+++ Supplied data +++

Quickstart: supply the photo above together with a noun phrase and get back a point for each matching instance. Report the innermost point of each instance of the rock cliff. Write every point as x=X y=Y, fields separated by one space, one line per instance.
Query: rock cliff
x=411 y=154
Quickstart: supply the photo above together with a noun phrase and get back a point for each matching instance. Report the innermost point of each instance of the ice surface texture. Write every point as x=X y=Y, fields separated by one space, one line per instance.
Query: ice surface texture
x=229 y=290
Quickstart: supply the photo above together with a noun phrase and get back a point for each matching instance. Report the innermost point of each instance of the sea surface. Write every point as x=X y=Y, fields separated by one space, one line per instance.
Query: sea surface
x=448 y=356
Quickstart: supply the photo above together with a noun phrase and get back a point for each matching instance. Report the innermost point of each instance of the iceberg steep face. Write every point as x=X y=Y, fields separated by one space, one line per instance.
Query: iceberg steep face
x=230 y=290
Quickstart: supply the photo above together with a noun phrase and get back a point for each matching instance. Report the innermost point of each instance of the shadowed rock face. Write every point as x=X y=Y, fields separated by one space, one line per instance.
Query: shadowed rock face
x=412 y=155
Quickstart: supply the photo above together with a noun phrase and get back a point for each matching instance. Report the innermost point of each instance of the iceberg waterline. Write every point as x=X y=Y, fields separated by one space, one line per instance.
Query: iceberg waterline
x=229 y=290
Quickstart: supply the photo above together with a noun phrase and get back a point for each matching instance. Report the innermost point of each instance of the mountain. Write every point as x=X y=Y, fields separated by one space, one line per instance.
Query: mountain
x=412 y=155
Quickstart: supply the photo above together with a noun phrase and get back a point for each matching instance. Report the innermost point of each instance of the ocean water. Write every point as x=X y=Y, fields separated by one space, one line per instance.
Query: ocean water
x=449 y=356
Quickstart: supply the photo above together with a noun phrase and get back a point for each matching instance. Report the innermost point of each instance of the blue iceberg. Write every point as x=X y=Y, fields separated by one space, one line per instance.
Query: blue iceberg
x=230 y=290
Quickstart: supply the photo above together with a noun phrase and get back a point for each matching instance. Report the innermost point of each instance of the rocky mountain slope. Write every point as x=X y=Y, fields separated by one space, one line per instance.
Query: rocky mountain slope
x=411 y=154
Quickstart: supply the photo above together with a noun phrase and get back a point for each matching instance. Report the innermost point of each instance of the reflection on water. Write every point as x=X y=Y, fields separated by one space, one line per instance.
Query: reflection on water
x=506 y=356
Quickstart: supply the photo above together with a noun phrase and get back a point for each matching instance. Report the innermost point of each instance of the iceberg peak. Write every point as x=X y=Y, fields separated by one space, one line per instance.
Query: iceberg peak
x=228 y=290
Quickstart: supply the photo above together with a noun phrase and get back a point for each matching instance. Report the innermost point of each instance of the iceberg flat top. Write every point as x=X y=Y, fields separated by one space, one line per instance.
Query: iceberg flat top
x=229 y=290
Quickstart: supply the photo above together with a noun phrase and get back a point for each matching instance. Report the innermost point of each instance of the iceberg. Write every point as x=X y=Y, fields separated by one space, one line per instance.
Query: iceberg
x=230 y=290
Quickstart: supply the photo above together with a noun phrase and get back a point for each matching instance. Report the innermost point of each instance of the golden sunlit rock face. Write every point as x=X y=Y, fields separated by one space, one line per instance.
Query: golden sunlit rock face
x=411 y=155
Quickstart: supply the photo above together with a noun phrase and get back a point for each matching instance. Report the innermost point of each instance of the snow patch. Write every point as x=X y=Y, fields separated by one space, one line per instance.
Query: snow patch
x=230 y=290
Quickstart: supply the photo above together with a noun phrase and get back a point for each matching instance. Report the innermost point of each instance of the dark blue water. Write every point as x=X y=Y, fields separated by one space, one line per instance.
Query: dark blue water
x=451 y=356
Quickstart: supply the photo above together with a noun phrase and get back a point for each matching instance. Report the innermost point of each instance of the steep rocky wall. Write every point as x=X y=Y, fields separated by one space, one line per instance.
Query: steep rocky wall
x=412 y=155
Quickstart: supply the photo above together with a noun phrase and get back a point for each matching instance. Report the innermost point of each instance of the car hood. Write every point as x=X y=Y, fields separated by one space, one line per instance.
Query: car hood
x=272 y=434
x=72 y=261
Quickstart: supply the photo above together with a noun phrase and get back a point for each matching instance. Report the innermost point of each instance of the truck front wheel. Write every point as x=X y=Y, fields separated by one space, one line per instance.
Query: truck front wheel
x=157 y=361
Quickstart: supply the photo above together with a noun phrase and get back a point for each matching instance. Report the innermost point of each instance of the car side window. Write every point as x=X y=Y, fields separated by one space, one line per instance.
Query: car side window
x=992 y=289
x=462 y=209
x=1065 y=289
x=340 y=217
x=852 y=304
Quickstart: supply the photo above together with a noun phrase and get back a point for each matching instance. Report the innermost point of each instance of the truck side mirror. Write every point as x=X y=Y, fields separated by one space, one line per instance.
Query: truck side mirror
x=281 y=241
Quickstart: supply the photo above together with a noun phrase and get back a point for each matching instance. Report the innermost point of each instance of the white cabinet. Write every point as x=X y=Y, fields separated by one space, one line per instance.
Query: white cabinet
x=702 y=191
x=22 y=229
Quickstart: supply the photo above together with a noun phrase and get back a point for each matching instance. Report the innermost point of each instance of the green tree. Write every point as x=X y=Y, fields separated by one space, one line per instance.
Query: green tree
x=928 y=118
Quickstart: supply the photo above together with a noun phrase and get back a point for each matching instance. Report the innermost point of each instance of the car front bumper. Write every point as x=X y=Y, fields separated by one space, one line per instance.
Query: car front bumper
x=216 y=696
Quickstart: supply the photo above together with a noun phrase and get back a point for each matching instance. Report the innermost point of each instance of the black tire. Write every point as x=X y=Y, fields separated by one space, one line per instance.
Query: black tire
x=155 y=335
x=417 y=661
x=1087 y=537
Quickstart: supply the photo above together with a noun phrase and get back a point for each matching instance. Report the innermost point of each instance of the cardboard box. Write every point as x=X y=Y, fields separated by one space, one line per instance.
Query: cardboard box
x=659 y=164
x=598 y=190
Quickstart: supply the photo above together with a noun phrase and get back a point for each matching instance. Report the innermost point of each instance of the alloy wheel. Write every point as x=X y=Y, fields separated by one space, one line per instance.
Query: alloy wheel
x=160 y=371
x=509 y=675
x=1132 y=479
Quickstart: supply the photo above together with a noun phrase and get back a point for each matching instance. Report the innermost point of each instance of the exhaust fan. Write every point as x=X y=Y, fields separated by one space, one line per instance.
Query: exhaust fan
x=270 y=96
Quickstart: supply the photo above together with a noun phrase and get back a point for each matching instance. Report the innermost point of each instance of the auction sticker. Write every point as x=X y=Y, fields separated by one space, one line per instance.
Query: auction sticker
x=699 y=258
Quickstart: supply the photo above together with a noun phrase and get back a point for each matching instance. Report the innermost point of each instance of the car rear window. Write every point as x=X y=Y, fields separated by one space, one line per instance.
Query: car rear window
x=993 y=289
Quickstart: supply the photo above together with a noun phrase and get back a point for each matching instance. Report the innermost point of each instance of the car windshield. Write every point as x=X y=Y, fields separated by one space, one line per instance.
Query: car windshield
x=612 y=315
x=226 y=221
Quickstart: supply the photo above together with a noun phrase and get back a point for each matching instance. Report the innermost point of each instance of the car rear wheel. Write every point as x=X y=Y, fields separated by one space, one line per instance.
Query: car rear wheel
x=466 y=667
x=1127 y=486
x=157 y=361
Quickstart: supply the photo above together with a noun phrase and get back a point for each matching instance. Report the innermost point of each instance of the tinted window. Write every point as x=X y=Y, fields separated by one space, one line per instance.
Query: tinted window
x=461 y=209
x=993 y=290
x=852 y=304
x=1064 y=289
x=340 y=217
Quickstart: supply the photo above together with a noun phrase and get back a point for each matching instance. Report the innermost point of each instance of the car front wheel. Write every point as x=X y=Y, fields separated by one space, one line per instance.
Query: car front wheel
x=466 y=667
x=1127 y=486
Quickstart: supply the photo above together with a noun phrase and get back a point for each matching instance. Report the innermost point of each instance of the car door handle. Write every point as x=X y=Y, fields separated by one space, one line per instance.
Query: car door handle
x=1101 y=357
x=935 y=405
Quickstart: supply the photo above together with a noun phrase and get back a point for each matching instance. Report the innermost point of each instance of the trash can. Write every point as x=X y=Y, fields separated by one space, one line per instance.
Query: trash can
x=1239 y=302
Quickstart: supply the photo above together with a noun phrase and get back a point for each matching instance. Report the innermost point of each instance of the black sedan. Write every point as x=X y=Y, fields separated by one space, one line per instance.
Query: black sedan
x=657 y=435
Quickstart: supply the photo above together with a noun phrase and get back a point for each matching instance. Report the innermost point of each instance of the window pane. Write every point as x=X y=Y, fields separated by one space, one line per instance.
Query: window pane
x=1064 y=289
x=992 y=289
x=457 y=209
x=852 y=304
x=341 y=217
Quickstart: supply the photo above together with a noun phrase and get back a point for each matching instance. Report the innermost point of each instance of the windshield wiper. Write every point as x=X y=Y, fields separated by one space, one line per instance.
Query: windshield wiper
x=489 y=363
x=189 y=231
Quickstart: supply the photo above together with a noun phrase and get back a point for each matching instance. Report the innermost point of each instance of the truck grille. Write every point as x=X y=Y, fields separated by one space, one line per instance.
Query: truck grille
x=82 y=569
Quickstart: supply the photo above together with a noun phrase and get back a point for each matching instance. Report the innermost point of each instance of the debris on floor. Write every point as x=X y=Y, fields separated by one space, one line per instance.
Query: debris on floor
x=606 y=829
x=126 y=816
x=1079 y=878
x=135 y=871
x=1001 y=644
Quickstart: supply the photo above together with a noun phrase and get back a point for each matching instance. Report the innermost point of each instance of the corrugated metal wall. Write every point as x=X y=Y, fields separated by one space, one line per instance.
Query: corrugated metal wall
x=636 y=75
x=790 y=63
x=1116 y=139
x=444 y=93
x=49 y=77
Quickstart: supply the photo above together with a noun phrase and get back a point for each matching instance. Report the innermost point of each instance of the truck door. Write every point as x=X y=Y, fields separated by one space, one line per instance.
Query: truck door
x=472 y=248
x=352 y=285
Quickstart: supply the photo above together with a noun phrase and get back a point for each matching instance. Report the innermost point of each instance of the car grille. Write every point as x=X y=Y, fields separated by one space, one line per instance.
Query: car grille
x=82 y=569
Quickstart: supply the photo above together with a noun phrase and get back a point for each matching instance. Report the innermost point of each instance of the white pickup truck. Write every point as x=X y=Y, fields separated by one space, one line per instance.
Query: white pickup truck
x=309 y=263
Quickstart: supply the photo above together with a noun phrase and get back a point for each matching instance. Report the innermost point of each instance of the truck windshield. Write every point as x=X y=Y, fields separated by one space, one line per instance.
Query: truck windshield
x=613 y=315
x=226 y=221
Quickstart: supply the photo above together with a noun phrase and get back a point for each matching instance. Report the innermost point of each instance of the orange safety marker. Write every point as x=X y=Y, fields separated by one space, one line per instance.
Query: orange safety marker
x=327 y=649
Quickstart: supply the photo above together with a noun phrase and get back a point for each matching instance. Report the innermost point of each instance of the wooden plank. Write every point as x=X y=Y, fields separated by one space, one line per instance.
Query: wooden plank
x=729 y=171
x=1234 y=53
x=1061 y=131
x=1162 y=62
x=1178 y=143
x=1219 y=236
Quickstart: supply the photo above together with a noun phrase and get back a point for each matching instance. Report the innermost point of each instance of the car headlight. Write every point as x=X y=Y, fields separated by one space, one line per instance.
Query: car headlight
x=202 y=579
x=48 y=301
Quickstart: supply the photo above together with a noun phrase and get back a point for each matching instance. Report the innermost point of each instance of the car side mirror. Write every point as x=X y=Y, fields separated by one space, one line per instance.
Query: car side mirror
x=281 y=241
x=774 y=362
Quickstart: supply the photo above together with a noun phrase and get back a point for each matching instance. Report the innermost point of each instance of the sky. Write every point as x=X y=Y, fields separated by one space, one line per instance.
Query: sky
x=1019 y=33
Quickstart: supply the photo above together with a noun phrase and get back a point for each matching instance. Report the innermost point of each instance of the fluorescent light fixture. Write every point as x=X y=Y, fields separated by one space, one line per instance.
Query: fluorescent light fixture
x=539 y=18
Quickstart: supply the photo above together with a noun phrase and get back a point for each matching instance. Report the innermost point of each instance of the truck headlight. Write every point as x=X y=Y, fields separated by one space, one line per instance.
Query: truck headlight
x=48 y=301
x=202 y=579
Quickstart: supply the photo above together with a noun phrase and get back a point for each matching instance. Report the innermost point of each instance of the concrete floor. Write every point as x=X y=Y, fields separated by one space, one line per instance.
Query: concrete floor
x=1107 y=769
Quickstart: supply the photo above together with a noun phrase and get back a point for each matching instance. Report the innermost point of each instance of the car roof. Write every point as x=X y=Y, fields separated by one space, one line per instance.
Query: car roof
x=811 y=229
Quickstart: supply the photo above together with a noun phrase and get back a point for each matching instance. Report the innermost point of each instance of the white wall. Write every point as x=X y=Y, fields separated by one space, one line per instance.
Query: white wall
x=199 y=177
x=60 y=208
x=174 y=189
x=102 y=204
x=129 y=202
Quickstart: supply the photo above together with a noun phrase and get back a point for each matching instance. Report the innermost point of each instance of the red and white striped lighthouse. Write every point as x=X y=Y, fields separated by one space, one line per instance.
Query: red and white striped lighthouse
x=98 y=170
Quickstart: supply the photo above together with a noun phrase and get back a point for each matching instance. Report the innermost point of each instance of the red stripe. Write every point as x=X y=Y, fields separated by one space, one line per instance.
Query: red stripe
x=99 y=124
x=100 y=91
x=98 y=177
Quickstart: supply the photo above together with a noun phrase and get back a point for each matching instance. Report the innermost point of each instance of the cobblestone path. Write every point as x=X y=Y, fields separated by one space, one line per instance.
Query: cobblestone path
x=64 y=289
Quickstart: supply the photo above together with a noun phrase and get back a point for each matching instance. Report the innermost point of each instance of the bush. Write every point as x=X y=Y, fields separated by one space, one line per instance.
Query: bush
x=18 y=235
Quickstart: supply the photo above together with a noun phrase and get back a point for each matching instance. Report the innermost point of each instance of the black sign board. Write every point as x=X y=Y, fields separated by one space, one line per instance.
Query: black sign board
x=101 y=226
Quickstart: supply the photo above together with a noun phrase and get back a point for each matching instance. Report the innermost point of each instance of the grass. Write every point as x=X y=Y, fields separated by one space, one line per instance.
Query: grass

+++

Task directions: Please update the lines starting with the line that contains "the car door" and going on through the line that contains "x=935 y=405", replacing "car door handle" with "car side mirror" and leaving everything else unchanged. Write out only those lines.

Response:
Quickstart: supply the photo above together with a noun phrase and get back a point for each matching instance. Report the innermost point of each instance of the car side mirror. Write every point as x=X y=Y, fields separated by one space, one line per instance.
Query: car side mirror
x=1101 y=357
x=935 y=405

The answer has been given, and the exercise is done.